Para piorar, a alegria automática de vizinhos – acionada a cada feriado ou data comemorativa – me entope olhos e ouvidos com sua barulhenta e vulgar gritaria; gargalhadas insofríveis e vocabulário de estivadores sempre complementarão o quadro o qual, pudesse eu, sequer veria ou escutaria.
Este ano, entretanto, foi um pouco diferente. À parte o fato de ter eu dado alguns tímidos passos adiante – realmente isso, em nada, mudaria meu péssimo estado de espírito – o que acendeu alguma luz em minhas trevas natalinas foi a aparição de graciosa senhorita, a qual não devo declinar o nome e que, visitando-me, convidou este escriba a assistir a Missa Solene de Natal, na Matriz Auxiliar de Cabo Frio.
É indiscutível o tanto que tenho a agradecer a Deus, que olhou para mim através da intercessão de Sta. Therezinha de Lisieux. Confesso, entretanto, que a ideia me atraiu principalmente pela companhia que eu teria e, também, pelo fato de poder ver gente – sim, pasmem: gente.
Na Matriz divisei figuras conhecidas, como o Prefeito eleito Dr. Serginho e mesmo seu secretário de governo, Alfredo Gonçalves. Vi centenas e centenas de cabeças, enchendo as dependências da espaçosa Nave – um tanto assemelhada a um teatro, confesso – e, finalmente, me senti como parte integrante da sociedade. Sim, pude saber que havia voltado ao convívio humano normal; as pessoas me enxergavam, cumprimentavam, falavam comigo.
Conhecedora profunda da liturgia católica, minha graciosa companhia orientava o que este impenitente deveria fazer: persignar-se, ajoelhar, ficar de pé e assim por diante. E tentei balbuciar toscos agradecimentos por todo o feito em mim, suplicando que me mantenha digno de tal e tamanho perdão concedido.
Cheguei de volta a minha casa já tarde da noite mas, ainda assim, tive tempo e lucidez para tecer algumas decisões as quais, se tudo der certo, tentarei cumprir neste 2025: a primeira coisa será voltar a fazer vídeos no YouTube. Não se espantem; mesmo com 28 deles removidos, submetido a um eterno “shadow ban” e com o canal definitivamente desmonetizado, a verdade é que não posso simplesmente abdicar de uma plataforma que permite a poucos e eventuais desconhecidos acessarem o que tenho a dizer. Que sejam poucos, mas sempre serão mais alguns.

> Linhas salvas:
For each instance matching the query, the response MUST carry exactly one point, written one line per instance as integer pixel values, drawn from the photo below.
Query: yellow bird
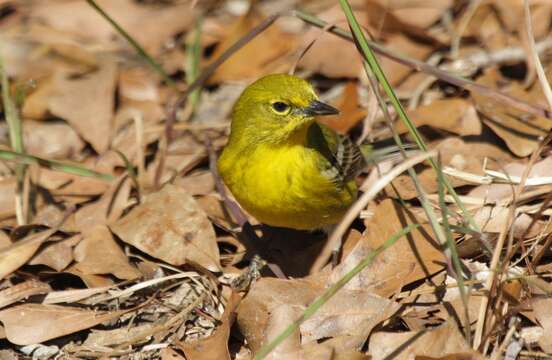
(282, 167)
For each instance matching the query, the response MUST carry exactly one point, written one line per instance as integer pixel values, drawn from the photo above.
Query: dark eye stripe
(280, 106)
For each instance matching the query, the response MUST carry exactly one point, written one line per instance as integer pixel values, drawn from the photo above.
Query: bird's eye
(281, 107)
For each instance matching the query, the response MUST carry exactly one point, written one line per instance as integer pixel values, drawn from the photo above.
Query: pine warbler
(282, 167)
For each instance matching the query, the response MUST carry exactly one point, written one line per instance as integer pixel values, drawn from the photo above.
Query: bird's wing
(345, 157)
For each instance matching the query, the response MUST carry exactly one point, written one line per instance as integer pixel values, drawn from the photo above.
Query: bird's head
(275, 108)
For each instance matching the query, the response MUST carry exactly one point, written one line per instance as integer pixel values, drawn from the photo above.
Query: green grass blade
(370, 57)
(26, 159)
(332, 290)
(193, 52)
(11, 114)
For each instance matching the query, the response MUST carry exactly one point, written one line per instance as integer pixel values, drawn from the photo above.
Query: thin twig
(535, 55)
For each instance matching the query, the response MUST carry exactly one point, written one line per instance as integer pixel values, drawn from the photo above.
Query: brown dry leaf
(87, 103)
(350, 113)
(455, 153)
(351, 313)
(140, 21)
(73, 296)
(486, 26)
(265, 54)
(259, 314)
(520, 131)
(22, 290)
(511, 11)
(198, 183)
(215, 347)
(383, 22)
(170, 226)
(421, 13)
(107, 209)
(17, 254)
(57, 255)
(394, 71)
(438, 342)
(52, 215)
(455, 115)
(51, 140)
(100, 339)
(542, 309)
(59, 183)
(98, 253)
(272, 304)
(183, 155)
(330, 55)
(411, 258)
(34, 323)
(170, 354)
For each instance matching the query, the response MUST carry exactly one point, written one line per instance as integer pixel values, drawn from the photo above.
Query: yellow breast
(285, 187)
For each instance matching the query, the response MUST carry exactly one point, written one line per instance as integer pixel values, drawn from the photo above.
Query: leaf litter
(153, 264)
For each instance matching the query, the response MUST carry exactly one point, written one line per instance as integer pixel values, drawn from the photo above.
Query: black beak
(316, 108)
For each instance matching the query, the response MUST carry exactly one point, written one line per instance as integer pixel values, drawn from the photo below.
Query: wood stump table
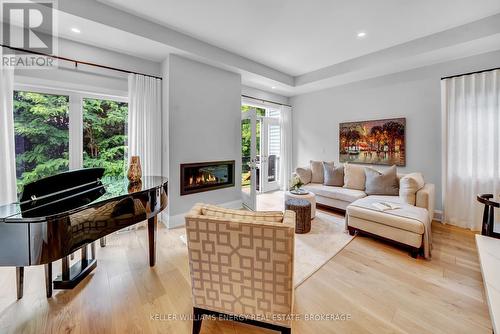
(302, 209)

> O que se pede:
Transcreva literalmente o trecho do texto de origem que começa em "Na Matriz divisei" e segue até "tamanho perdão concedido.".

> Solução do exercício:
Na Matriz divisei figuras conhecidas, como o Prefeito eleito Dr. Serginho e mesmo seu secretário de governo, Alfredo Gonçalves. Vi centenas e centenas de cabeças, enchendo as dependências da espaçosa Nave – um tanto assemelhada a um teatro, confesso – e, finalmente, me senti como parte integrante da sociedade. Sim, pude saber que havia voltado ao convívio humano normal; as pessoas me enxergavam, cumprimentavam, falavam comigo.
Conhecedora profunda da liturgia católica, minha graciosa companhia orientava o que este impenitente deveria fazer: persignar-se, ajoelhar, ficar de pé e assim por diante. E tentei balbuciar toscos agradecimentos por todo o feito em mim, suplicando que me mantenha digno de tal e tamanho perdão concedido.